▶ The task: Pull out every line in the rows below that contains the word "wooden", and copy each one. Case counts.

▶ Records supplied:

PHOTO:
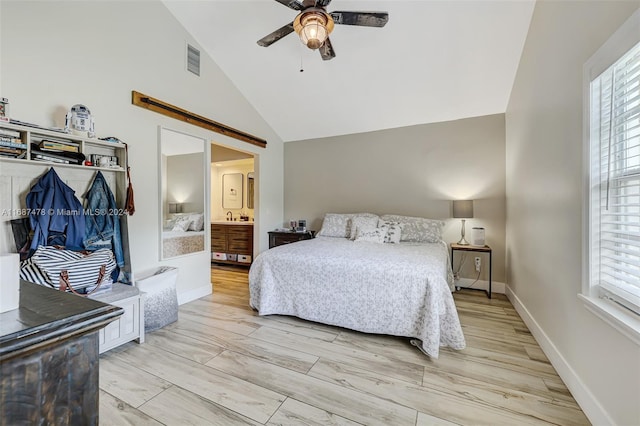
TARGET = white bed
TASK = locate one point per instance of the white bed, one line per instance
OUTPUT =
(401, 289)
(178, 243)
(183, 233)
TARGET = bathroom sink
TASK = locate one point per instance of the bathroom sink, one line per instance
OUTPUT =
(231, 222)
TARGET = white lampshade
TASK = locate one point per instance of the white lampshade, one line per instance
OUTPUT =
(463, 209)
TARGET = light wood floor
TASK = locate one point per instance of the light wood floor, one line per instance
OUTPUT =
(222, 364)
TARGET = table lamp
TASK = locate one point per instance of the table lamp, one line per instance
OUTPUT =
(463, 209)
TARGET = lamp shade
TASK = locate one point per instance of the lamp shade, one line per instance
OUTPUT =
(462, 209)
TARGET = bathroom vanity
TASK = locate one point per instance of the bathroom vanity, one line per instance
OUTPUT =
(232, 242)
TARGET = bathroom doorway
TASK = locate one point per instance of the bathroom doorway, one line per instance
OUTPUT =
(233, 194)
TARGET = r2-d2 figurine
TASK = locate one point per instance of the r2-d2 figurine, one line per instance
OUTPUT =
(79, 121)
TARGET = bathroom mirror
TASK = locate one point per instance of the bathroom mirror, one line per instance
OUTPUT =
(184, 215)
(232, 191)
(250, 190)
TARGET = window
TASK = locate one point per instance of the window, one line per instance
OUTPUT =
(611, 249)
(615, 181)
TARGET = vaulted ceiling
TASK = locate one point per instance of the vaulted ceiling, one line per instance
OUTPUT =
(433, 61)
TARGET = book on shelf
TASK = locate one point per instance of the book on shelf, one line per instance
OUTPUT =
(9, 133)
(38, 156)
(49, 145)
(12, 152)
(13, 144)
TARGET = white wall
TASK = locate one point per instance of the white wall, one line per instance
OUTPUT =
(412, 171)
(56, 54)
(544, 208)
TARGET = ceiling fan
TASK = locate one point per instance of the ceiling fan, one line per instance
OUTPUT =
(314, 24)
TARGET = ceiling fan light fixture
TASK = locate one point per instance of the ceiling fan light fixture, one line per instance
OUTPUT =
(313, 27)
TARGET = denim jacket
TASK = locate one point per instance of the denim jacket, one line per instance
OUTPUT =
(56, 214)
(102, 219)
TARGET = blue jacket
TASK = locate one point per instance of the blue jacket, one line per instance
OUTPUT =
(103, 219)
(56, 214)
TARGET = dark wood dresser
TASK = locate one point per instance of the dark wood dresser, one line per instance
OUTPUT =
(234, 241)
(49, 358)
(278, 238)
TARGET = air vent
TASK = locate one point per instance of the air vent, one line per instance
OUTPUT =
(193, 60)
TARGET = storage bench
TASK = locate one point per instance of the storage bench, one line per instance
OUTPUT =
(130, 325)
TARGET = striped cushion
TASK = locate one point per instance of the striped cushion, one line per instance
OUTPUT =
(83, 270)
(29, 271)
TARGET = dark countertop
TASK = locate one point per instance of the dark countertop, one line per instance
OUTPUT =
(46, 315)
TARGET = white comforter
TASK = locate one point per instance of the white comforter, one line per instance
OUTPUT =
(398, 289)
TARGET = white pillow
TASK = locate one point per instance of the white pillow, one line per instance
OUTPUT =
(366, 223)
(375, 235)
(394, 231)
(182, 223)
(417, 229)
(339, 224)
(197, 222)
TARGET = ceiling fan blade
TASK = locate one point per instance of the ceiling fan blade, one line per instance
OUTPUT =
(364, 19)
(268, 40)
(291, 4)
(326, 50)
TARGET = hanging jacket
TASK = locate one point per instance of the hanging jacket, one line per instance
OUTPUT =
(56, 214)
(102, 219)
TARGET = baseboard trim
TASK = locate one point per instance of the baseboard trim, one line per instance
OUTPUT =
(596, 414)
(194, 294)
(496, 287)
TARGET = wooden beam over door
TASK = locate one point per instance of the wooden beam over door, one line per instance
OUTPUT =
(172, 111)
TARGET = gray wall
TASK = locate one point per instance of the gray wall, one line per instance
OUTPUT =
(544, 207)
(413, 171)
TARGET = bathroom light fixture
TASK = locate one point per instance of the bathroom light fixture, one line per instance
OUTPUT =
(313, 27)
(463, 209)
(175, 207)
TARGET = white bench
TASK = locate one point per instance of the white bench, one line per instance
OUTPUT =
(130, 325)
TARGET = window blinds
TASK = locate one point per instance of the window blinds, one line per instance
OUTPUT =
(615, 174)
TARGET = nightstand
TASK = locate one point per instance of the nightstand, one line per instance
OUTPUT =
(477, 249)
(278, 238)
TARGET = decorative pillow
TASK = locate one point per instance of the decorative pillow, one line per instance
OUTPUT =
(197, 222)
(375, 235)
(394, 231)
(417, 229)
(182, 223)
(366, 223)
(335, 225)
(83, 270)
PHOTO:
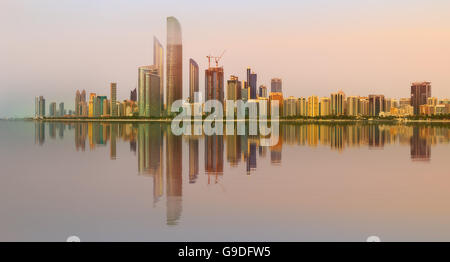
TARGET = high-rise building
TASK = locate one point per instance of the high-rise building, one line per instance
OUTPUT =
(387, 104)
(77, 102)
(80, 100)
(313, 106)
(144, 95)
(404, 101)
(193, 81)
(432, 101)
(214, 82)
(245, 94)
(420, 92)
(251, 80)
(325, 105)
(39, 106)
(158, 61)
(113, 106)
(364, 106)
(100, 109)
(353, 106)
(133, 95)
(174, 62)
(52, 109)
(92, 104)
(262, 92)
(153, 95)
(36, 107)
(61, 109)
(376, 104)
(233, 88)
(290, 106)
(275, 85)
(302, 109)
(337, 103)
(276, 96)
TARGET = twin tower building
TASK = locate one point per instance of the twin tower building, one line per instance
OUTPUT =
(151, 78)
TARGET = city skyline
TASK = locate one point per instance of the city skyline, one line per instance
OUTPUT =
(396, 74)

* * *

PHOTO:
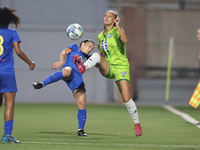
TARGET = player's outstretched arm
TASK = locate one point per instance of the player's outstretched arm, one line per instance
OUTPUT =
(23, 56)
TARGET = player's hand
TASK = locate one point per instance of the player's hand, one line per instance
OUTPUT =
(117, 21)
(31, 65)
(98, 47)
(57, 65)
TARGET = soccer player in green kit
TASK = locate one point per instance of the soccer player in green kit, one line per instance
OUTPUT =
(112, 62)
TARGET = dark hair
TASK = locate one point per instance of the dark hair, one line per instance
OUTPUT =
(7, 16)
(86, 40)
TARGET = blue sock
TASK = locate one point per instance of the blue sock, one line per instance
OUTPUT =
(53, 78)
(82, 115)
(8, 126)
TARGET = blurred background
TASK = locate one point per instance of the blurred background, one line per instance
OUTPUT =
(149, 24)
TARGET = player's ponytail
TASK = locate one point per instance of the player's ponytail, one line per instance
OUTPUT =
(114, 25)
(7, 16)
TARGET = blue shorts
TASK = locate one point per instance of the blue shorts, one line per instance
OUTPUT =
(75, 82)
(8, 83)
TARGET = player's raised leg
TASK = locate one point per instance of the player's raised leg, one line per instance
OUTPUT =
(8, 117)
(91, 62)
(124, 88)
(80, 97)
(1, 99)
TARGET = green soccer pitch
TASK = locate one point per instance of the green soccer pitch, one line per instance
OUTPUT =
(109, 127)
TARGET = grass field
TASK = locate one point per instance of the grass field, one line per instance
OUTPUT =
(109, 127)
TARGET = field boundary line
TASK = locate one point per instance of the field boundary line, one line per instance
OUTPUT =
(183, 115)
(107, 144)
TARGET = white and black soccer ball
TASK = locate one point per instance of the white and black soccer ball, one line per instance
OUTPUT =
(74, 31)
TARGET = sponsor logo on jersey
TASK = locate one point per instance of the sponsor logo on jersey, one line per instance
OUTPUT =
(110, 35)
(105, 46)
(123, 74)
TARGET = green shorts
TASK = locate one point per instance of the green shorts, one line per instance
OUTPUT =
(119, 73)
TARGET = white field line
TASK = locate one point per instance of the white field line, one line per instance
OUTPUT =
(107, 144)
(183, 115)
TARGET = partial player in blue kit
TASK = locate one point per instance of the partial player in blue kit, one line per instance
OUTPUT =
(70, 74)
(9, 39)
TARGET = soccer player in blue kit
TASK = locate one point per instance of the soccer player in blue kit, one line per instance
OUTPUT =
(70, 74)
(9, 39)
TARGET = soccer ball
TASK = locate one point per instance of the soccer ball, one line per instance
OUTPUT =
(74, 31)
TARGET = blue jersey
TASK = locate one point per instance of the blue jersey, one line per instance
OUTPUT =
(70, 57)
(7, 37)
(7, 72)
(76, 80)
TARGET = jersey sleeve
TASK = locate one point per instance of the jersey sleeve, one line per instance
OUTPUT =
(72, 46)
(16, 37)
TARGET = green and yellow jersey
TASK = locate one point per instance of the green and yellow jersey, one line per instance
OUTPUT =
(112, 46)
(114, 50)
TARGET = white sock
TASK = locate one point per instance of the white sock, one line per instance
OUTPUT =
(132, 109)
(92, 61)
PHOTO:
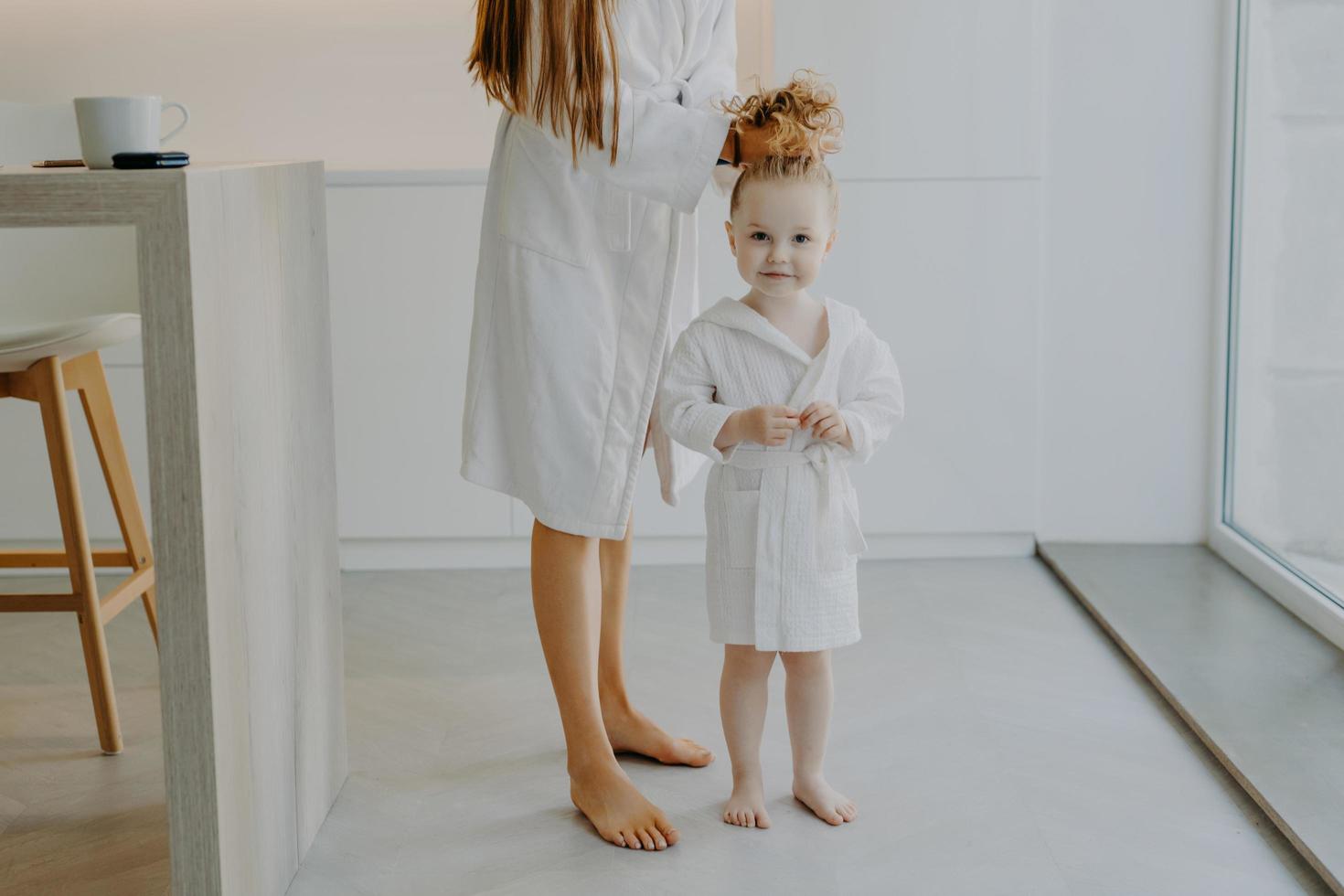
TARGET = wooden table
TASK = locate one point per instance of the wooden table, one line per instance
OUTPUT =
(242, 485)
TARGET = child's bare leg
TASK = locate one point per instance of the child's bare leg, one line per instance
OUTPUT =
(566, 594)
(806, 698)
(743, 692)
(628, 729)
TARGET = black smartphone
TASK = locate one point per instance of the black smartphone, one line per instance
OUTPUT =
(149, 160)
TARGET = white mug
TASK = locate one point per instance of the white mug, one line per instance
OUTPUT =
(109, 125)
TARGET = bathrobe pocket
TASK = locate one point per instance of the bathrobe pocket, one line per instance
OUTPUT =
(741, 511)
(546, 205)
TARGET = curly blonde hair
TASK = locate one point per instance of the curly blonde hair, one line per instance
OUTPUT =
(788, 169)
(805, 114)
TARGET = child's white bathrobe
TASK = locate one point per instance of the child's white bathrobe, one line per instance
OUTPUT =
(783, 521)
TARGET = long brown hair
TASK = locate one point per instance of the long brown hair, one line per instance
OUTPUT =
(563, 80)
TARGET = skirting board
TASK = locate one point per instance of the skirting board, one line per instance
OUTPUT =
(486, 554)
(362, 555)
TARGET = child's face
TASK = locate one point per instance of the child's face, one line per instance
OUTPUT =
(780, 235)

▶ Written reply:
TARGET = wooden beam over door
TASK = locate one point per instance of the wooden beam over door, one line per instance
TARGET = wooden table
TASK = locate one point per instance of the wooden table, one line per instance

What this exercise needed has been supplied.